_SHORT TASK A_
Quote every row that comes after the passage on view privileges word for word, and leave the pictures out.

_PAGE EXTRACT_

When you attempt to use a view, the database server tests only
the privileges that you are granted on the view. It does not test
your right to access the underlying tables.
If you create the view, your privileges are the ones noted in the
preceding section. If you are not the creator, you have the privileges
that the creator (or someone who had the WITH GRANT OPTION privilege)
granted you.
Therefore, you can create a table and revoke access of PUBLIC to
it; then you can grant limited access privileges to the table through
views. Suppose you want to grant access privileges on the following
table:
CREATE TABLE hr_data
(
emp_key INTEGER,
emp_name CHAR(40),
hire_date DATE,
dept_num SMALLINT,
user-id CHAR(18),
salary DECIMAL(8,2),
performance_level CHAR(1),
performance_notes TEXT
)
The section
Column-level privileges shows how to
grant access privileges directly on the
hr_data table. The
examples that follow take a different approach. Assume that when the
table was created, this statement was executed:
REVOKE ALL ON hr_data FROM PUBLIC
(Such a statement is not necessary in an ANSI-compliant database.)
Now you create a series of views for different classes of users. For
users who should have read-only access to the nonsensitive columns,
you create the following view:
CREATE VIEW hr_public AS
SELECT emp_key, emp_name, hire_date, dept_num, user_id
FROM hr_data
Users who are given the Select privilege for this view can see
nonsensitive data and update nothing. For Human Resources personnel
who must enter new rows, you create a different view, as the following
example shows:
CREATE VIEW hr_enter AS
SELECT emp_key, emp_name, hire_date, dept_num
FROM hr_data
You grant these users both Select and Insert privileges on this
view. Because you, the creator of both the table and the view, have
the Insert privilege on the table and the view, you can grant the
Insert privilege on the view to others who have no privileges on the
table.

_SHORT TASK B_
Print the passage on view privileges, starting with "If you create" and going on through "GRANT OPTION privilege)", without changing a character.

_DATASET ROWS_

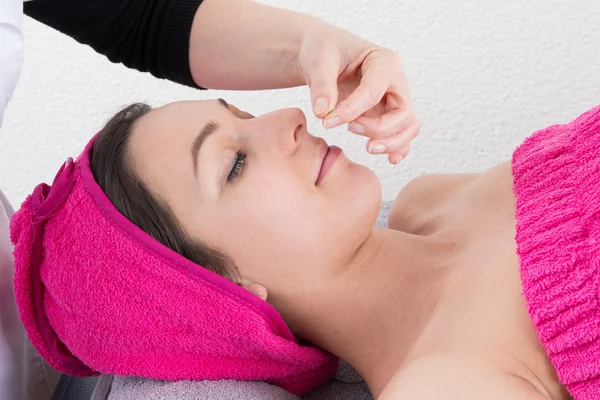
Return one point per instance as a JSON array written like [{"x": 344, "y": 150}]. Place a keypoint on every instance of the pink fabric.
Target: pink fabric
[
  {"x": 98, "y": 295},
  {"x": 556, "y": 176}
]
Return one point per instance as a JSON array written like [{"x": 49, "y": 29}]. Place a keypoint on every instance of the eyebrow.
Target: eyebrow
[{"x": 210, "y": 128}]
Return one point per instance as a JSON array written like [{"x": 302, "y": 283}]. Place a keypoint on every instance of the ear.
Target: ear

_RESPONSE A_
Return one point per instance as a JSON array written like [{"x": 344, "y": 150}]. Place a keypoint on every instance of the pink fabric.
Target: pink fabric
[
  {"x": 98, "y": 295},
  {"x": 556, "y": 176}
]
Return one point per instance as a JSON array written like [{"x": 49, "y": 29}]. Place a keypoint on every instance of the eyebrow.
Target: eyebrow
[{"x": 210, "y": 128}]
Return one point per instance as a JSON array written like [{"x": 302, "y": 283}]. Place a keypoint on every instance of the ear.
Target: ear

_RESPONSE B_
If you create the view, your privileges are the ones noted in the
preceding section. If you are not the creator, you have the privileges
that the creator (or someone who had the WITH GRANT OPTION privilege)